***** TEXT BLOCK *****
I had always considered myself to be a Christian. I was baptized when I was an infant in the Catholic Church— a recognized world-class Christian religion. According to my dearest friend, a member of one of those religions that came out of the Reformation, she was a Christian but I was not. Being baptized as an infant did not count. I had not been saved nor made the personal choice to be baptized. From what I understand, once you’re saved you’re assured of a place in heaven, even if you murder someone (that certainly would explain why a lot of prison inmates become “born again”). Assuming heaven is a particular locus in time and space, why could I not have a reservation, too? I mean, could it be that easy? I was never given that option at my Church.
Each religion has its own criteria for getting to heaven. I suffered through catechism every Sunday for what seemed like decades. I endured four years of Catholic girls high school. Surely tolerating Nuns should count for something. There should be penance points and a tally kept by a neutral party, like Switzerland. I think I just described the Church dogma, except for the Switzerland part (that’s for banking purposes).
I was six or seven when I began catechism (religious instruction), taught by Nuns from the nearby convent who ran a private high school for girls. I had never been around a Nun before, so I spent most of my first year of catechism staring at the Sister. Over the years, through parental coercion, catechism prepared me for the milestones every good Catholic kid accomplishes.
The last required was Confirmation, sort of Catholic Bar/Bat Mitzvah, boys and girls together. My confirmation made me a Soldier in Christ, a defender of the Faith. So, where was my reservation? Would I have to find a scalper hanging around a churchyard to buy a ticket? If only it were that easy.
.Christians, according to Christians, are people who are Saved. They’re separate from the rest of us Philistines christians– the ones who have to earn our salvation. But if this was Rome in, say, the time of Nero in the first century, I would still be thrown to the lions, because the hated, underpaid, syphilitic Roman soldier who’s dragging me off, kicking and screaming, to sure death, does not know Christian from christian. I would be better off telling him I was from Mars than trying to explain to him that I was christian with a small “c” and not a member of the group targeted for persecution (since Mars was one of the Roman gods, he might have thought me sacrilegious, so let’s make that Pluto).
***** RECORDED DATA *****
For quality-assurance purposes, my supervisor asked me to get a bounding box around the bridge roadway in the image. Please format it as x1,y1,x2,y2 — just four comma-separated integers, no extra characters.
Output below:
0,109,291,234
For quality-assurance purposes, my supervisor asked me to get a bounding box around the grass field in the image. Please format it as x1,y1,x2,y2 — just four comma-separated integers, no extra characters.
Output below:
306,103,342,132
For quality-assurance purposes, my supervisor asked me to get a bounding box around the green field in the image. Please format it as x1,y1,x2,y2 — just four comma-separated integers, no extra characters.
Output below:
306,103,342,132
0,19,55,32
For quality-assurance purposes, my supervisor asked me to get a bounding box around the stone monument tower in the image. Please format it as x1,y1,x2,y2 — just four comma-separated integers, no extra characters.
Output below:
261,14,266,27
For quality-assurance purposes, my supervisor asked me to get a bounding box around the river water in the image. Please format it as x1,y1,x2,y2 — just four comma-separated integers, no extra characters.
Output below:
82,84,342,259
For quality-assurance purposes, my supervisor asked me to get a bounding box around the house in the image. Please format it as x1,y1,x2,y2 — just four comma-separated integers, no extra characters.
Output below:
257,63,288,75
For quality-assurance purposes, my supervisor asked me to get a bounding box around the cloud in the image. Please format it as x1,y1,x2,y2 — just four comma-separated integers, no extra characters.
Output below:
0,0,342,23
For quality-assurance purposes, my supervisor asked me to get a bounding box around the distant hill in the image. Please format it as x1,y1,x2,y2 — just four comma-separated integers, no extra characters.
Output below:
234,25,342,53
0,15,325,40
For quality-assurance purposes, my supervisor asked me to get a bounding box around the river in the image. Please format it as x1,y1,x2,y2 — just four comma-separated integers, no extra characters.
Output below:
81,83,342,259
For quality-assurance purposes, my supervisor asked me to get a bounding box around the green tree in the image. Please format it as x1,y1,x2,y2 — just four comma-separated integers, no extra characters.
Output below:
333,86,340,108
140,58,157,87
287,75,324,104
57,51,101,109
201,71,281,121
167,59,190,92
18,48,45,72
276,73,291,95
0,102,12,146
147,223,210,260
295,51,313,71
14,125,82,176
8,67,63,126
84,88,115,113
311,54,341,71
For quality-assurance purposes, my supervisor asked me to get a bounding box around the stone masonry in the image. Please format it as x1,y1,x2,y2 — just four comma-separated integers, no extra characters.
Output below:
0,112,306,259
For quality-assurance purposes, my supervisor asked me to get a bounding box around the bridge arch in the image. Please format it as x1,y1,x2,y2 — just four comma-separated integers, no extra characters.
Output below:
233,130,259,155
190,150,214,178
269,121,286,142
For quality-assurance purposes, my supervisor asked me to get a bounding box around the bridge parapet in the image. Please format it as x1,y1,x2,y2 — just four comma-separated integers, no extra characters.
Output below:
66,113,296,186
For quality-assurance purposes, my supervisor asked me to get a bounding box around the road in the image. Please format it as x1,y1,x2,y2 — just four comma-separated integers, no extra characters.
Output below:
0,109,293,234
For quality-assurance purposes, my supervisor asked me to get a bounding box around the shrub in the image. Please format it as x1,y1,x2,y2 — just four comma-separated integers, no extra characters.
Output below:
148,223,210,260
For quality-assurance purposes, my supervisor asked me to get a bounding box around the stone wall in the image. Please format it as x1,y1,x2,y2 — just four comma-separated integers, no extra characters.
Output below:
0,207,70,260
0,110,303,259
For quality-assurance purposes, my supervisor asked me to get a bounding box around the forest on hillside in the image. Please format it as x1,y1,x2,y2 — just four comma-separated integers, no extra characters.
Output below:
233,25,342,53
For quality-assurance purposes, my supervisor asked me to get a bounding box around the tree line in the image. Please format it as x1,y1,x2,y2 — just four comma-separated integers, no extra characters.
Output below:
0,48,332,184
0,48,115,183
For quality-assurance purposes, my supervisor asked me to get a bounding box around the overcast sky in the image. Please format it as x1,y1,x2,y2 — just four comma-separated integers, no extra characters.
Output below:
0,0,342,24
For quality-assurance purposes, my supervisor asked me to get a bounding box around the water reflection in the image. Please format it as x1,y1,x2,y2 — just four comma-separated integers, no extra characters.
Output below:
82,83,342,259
*****
- **EXERCISE INSTRUCTIONS**:
1/ Based on the essay on Christian salvation, state whether each statement agrees with the text. Answer yes or no, and quote the deciding words. (a) The author was baptized as an infant in the Catholic Church. (b) The author attended a Catholic high school for boys. (c) The author began catechism at the age of ten.
2/ Proceed with the essay on Christian salvation, picking up directly after its final sentence.
The records are not required for any of this work.

- **REPLIES**:
1/
(a) Yes: "I was baptized when I was an infant in the Catholic Church"
(b) No: "I endured four years of Catholic girls high school."
(c) No: "I was six or seven when I began catechism (religious instruction)"

2/
Note: I acknowledge that there is some controversy regarding lions’ role or lack of it in martyring Christians or christians but I’m taking a little license in that area.
What if an angel shows up while I was being dragged away, and smote the soldier and gave me the keys to his chariot? Now that’s being Saved. Wrong kind of saved?
Same scenario. This time the angel tells me to die for Christ and I’ll go to heaven. Knowing me I’d want to know what he means by heaven because the literal and figurative architecture of that construct, which could be a destination or some state of spirituality, or an alternate dimension, can differ widely between individuals, especially among religious leaders. I mean, if I’m going to be eaten by lions, and it’s going to hurt, a lot, I’d really like to have a few guaranties and at least one condition. This is where Faith comes in.
Faith was a classmate of mine in the Catholic girls school for feminine domination (I believe I mentioned the convent in passing). It was a boarding school and we had girls from various parts of the world. Parents, desperate to put their daughters in a convent did not have to be Catholic if they had money. Because the school was private it did not get money from the Church and Nuns never turned down cash. Faith wasn’t Catholic. Nobody in our class seemed to care– we were taught that everyone was equal (and then we went out into the world and learned differently). I don’t know what religion she followed, if any.
Faith attended religion class with everyone, every morning, first class of the day, taught by a Nun, of course. Sister Contraceptive (it’s just a name we lovingly called her, there’s no such saint from whom she would have taken that name) was talking about heaven and how to get there. Catholics have a road map to heaven– put out by AAA, I believe. Sister stated that the Catholic Religion was the one and only true religion and therefore, guess who go to heaven (if they have enough penance points or something like that)
Usually I snoozed during Religion but I saw an opportunity to make myself the royal pain in Sister Contraceptive’s — well to make her uncomfortable. Not as uncomfortable as she was when we saran-wrapped the toilet bowl of the locked water closet she used. She taught all the maths, from algebra to calculus, and was a veritable drill Sargent. We all thought she was heartless. We were teenagers. We could pick locks.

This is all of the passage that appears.